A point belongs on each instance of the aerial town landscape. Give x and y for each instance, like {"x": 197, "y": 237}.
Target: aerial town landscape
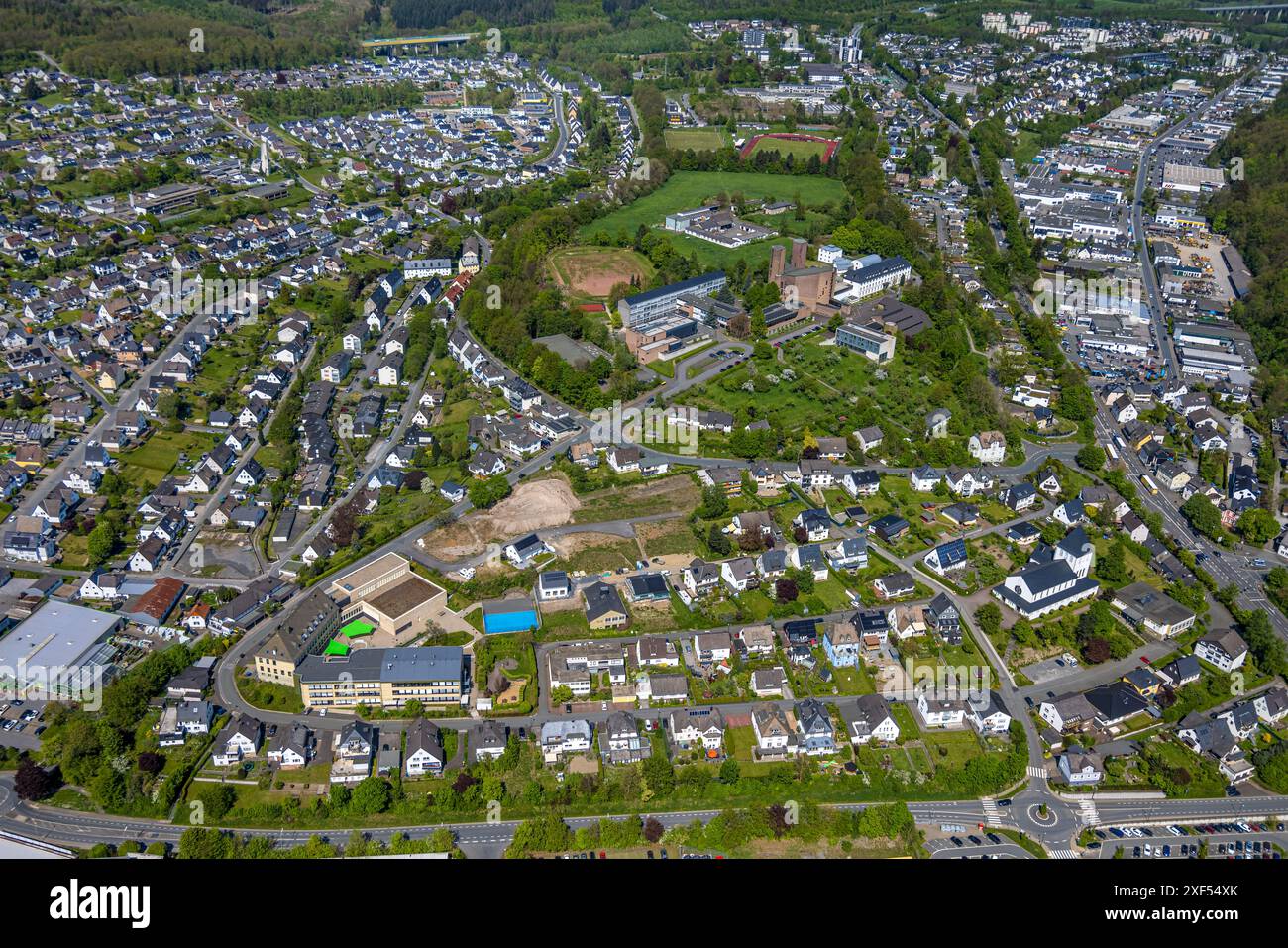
{"x": 614, "y": 430}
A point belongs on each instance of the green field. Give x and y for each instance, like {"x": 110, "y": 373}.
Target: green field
{"x": 686, "y": 189}
{"x": 800, "y": 151}
{"x": 697, "y": 140}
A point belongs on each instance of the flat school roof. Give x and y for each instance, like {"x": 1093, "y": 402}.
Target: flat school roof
{"x": 404, "y": 595}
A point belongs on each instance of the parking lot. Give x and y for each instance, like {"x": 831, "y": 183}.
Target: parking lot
{"x": 21, "y": 723}
{"x": 1241, "y": 840}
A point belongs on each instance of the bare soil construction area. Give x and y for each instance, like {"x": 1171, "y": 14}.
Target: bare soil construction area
{"x": 533, "y": 505}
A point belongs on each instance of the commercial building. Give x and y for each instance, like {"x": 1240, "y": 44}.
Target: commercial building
{"x": 389, "y": 595}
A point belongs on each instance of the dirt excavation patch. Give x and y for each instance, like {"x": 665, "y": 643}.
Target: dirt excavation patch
{"x": 595, "y": 270}
{"x": 665, "y": 494}
{"x": 533, "y": 505}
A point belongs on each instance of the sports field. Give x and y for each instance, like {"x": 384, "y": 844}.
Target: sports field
{"x": 588, "y": 270}
{"x": 697, "y": 140}
{"x": 686, "y": 189}
{"x": 798, "y": 145}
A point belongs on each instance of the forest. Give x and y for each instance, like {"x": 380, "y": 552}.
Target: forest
{"x": 104, "y": 38}
{"x": 434, "y": 13}
{"x": 1253, "y": 213}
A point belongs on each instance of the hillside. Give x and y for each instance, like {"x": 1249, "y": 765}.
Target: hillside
{"x": 1254, "y": 214}
{"x": 117, "y": 39}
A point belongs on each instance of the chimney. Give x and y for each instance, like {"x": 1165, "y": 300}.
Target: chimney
{"x": 777, "y": 254}
{"x": 799, "y": 248}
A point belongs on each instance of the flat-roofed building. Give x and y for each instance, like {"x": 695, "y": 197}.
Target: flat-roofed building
{"x": 382, "y": 678}
{"x": 59, "y": 651}
{"x": 389, "y": 595}
{"x": 1146, "y": 608}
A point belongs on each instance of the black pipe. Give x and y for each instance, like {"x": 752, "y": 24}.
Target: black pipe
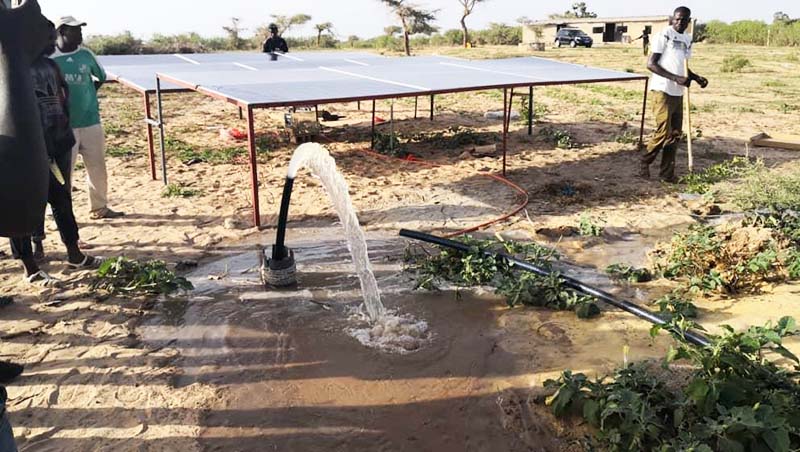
{"x": 572, "y": 283}
{"x": 279, "y": 251}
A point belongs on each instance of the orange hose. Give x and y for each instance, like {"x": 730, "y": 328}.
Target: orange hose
{"x": 515, "y": 187}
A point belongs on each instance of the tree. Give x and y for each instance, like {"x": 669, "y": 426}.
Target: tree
{"x": 285, "y": 23}
{"x": 234, "y": 34}
{"x": 413, "y": 20}
{"x": 322, "y": 28}
{"x": 579, "y": 10}
{"x": 468, "y": 6}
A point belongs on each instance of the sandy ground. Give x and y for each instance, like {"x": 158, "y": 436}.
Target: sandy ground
{"x": 223, "y": 373}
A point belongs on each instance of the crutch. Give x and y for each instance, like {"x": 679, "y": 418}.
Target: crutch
{"x": 689, "y": 120}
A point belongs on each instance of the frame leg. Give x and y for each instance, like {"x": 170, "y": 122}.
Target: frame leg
{"x": 644, "y": 111}
{"x": 530, "y": 110}
{"x": 161, "y": 131}
{"x": 151, "y": 152}
{"x": 372, "y": 146}
{"x": 251, "y": 144}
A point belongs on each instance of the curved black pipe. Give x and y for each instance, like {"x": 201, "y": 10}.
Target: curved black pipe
{"x": 279, "y": 251}
{"x": 638, "y": 311}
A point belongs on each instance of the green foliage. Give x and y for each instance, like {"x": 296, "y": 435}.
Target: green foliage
{"x": 178, "y": 190}
{"x": 476, "y": 267}
{"x": 702, "y": 181}
{"x": 129, "y": 277}
{"x": 734, "y": 63}
{"x": 735, "y": 399}
{"x": 676, "y": 304}
{"x": 560, "y": 138}
{"x": 590, "y": 226}
{"x": 629, "y": 273}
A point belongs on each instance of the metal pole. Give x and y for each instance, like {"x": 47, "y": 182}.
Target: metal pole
{"x": 644, "y": 111}
{"x": 251, "y": 144}
{"x": 530, "y": 110}
{"x": 372, "y": 146}
{"x": 505, "y": 128}
{"x": 572, "y": 283}
{"x": 151, "y": 152}
{"x": 161, "y": 131}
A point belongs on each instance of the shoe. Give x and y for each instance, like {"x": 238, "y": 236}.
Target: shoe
{"x": 9, "y": 371}
{"x": 88, "y": 263}
{"x": 105, "y": 212}
{"x": 42, "y": 279}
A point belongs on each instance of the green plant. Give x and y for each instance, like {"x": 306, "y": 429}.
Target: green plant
{"x": 560, "y": 138}
{"x": 129, "y": 277}
{"x": 734, "y": 63}
{"x": 676, "y": 304}
{"x": 590, "y": 226}
{"x": 476, "y": 267}
{"x": 178, "y": 190}
{"x": 734, "y": 398}
{"x": 629, "y": 273}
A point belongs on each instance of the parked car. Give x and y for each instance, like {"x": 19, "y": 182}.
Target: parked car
{"x": 573, "y": 38}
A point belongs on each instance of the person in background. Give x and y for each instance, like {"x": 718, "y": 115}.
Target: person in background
{"x": 671, "y": 50}
{"x": 645, "y": 37}
{"x": 274, "y": 43}
{"x": 84, "y": 75}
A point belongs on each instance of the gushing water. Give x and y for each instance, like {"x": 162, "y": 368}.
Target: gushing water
{"x": 319, "y": 161}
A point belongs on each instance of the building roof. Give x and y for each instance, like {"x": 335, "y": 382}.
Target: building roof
{"x": 589, "y": 20}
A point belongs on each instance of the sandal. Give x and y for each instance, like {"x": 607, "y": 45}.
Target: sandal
{"x": 88, "y": 263}
{"x": 41, "y": 278}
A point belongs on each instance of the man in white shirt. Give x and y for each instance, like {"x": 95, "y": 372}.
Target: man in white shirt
{"x": 671, "y": 49}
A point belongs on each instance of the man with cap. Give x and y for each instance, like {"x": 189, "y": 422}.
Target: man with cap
{"x": 84, "y": 76}
{"x": 274, "y": 42}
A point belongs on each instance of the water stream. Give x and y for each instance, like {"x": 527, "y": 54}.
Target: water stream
{"x": 316, "y": 158}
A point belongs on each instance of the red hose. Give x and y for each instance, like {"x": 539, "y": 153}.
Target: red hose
{"x": 502, "y": 179}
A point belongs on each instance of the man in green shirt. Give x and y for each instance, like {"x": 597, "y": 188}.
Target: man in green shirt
{"x": 84, "y": 75}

◆ ◆ ◆ ◆

- Written problem
Rewrite all of the rows above, changing every "instance" to "occurrence" and keeping everything else the same. Leave out the pictures.

- Exercise response
A point belongs on each occurrence of the aerial town landscape. Give x and y for each occurrence, like {"x": 197, "y": 237}.
Target: aerial town landscape
{"x": 614, "y": 430}
A point belongs on each occurrence of the green field. Give x and y for each occurrence, like {"x": 110, "y": 373}.
Target: green field
{"x": 686, "y": 189}
{"x": 800, "y": 151}
{"x": 697, "y": 140}
A point belongs on each occurrence of the flat school roof. Give x and y for each occurrence, like {"x": 1093, "y": 402}.
Target: flat school roof
{"x": 404, "y": 595}
A point belongs on each occurrence of the parking lot. Give x and y for each occurrence, like {"x": 831, "y": 183}.
Target: parking lot
{"x": 21, "y": 723}
{"x": 1241, "y": 840}
A point belongs on each occurrence of the bare soil construction area. Give x and y for each occurrence, like {"x": 1171, "y": 14}.
Target: bare soil construction area
{"x": 533, "y": 505}
A point belongs on each occurrence of the commercial building. Give x and y for each occurrence, like {"x": 1240, "y": 44}.
Target: commercial building
{"x": 389, "y": 595}
A point belongs on each occurrence of the dirt excavation patch. Give x and y for each occurrence, like {"x": 665, "y": 643}.
Target: dirt excavation patch
{"x": 595, "y": 270}
{"x": 665, "y": 494}
{"x": 533, "y": 505}
A point belongs on each occurrence of the sports field. Give x and y for each occurrence, like {"x": 384, "y": 844}.
Target: sports field
{"x": 588, "y": 270}
{"x": 697, "y": 140}
{"x": 686, "y": 189}
{"x": 798, "y": 145}
A point belongs on each occurrence of the forest. Give x and y for each occurrence, like {"x": 380, "y": 552}.
Target: forest
{"x": 104, "y": 38}
{"x": 434, "y": 13}
{"x": 1253, "y": 213}
A point belongs on each occurrence of the hillside. Give x and y for each occurrence, like {"x": 1249, "y": 765}.
Target: hillside
{"x": 1254, "y": 214}
{"x": 117, "y": 39}
A point belongs on each occurrence of the chimney. Give x and y for each occurrence, like {"x": 1165, "y": 300}.
Target: chimney
{"x": 777, "y": 254}
{"x": 799, "y": 248}
A point belongs on each occurrence of the flat-roofed building. Give x and y for each occurrence, like {"x": 695, "y": 197}.
Target: flat-roofed building
{"x": 382, "y": 678}
{"x": 59, "y": 651}
{"x": 389, "y": 595}
{"x": 1146, "y": 608}
A point belongs on each occurrence of the black pipe. Give x and y for each occurrence, like {"x": 752, "y": 24}.
Target: black pipe
{"x": 572, "y": 283}
{"x": 279, "y": 251}
A point belongs on each occurrence of the orange hose. Give x and y for each occurrence, like {"x": 730, "y": 328}.
Target: orange hose
{"x": 515, "y": 187}
A point belongs on each occurrence of the tree. Give x and y for each occurrence, like {"x": 669, "y": 426}.
Target: tree
{"x": 285, "y": 23}
{"x": 234, "y": 34}
{"x": 413, "y": 20}
{"x": 322, "y": 28}
{"x": 579, "y": 10}
{"x": 468, "y": 6}
A point belongs on each occurrence of the sandy ground. Give x and y for each occurrence, like {"x": 158, "y": 436}.
Target: sandy ground
{"x": 223, "y": 373}
A point belongs on each occurrence of the crutch. Give x and y for each occurrence, like {"x": 679, "y": 418}.
Target: crutch
{"x": 689, "y": 120}
A point belongs on each occurrence of the frame leg. Give x and y for each occurrence, like {"x": 170, "y": 122}.
Target: frame leg
{"x": 644, "y": 111}
{"x": 530, "y": 110}
{"x": 161, "y": 131}
{"x": 151, "y": 152}
{"x": 372, "y": 146}
{"x": 251, "y": 144}
A point belongs on each occurrence of the curved black pipe. Give x and y for each occurrence, like {"x": 201, "y": 10}.
Target: curved black pipe
{"x": 279, "y": 251}
{"x": 638, "y": 311}
A point belongs on each occurrence of the green foliage. Give x and y for each occurrence, like {"x": 296, "y": 435}.
Target: green foliage
{"x": 178, "y": 190}
{"x": 476, "y": 267}
{"x": 702, "y": 181}
{"x": 129, "y": 277}
{"x": 734, "y": 63}
{"x": 735, "y": 399}
{"x": 676, "y": 304}
{"x": 560, "y": 138}
{"x": 590, "y": 226}
{"x": 629, "y": 273}
A point belongs on each occurrence of the metal pole. Give x and y for each occurrence, like {"x": 47, "y": 182}.
Target: metal pole
{"x": 644, "y": 111}
{"x": 251, "y": 144}
{"x": 530, "y": 110}
{"x": 372, "y": 146}
{"x": 505, "y": 128}
{"x": 572, "y": 283}
{"x": 151, "y": 152}
{"x": 161, "y": 131}
A point belongs on each occurrence of the shoe. Give x and y for each occurrence, like {"x": 238, "y": 236}.
Target: shoe
{"x": 9, "y": 371}
{"x": 88, "y": 263}
{"x": 105, "y": 212}
{"x": 42, "y": 279}
A point belongs on each occurrence of the green plant. Give x and y for each occurrence, like {"x": 306, "y": 429}.
Target: green plant
{"x": 560, "y": 138}
{"x": 129, "y": 277}
{"x": 734, "y": 63}
{"x": 676, "y": 304}
{"x": 590, "y": 226}
{"x": 476, "y": 267}
{"x": 178, "y": 190}
{"x": 734, "y": 398}
{"x": 629, "y": 273}
A point belongs on each occurrence of the parked car. Give x and y for each occurrence, like {"x": 19, "y": 182}.
Target: parked car
{"x": 573, "y": 38}
A point belongs on each occurrence of the person in background. Give x and y for each occurrence, like {"x": 718, "y": 115}.
Target: person in background
{"x": 671, "y": 50}
{"x": 645, "y": 37}
{"x": 274, "y": 43}
{"x": 84, "y": 75}
A point belongs on each occurrence of the gushing water. Give x and y for each occurrence, like {"x": 162, "y": 368}.
Target: gushing water
{"x": 319, "y": 161}
A point belongs on each occurrence of the building roof. Give x and y for each occurrence, like {"x": 335, "y": 382}.
Target: building roof
{"x": 589, "y": 20}
A point belongs on each occurrence of the sandal. Give x and y for each occurrence, like {"x": 607, "y": 45}.
Target: sandal
{"x": 88, "y": 263}
{"x": 41, "y": 278}
A point belongs on each occurrence of the man in white shirt. Give x and y for each occurrence, like {"x": 95, "y": 372}.
Target: man in white shirt
{"x": 671, "y": 49}
A point belongs on each occurrence of the man with cap. Give x and y for each occurrence, like {"x": 189, "y": 422}.
Target: man with cap
{"x": 84, "y": 76}
{"x": 274, "y": 42}
A point belongs on each occurrence of the water stream. Give x and y for each occurrence, like {"x": 527, "y": 54}.
Target: water stream
{"x": 316, "y": 158}
A point belongs on each occurrence of the red hose. Give x and y for each occurrence, like {"x": 539, "y": 153}.
Target: red hose
{"x": 502, "y": 179}
A point belongs on each occurrence of the man in green shirt. Give x and y for each occurrence, like {"x": 597, "y": 188}.
Target: man in green shirt
{"x": 84, "y": 75}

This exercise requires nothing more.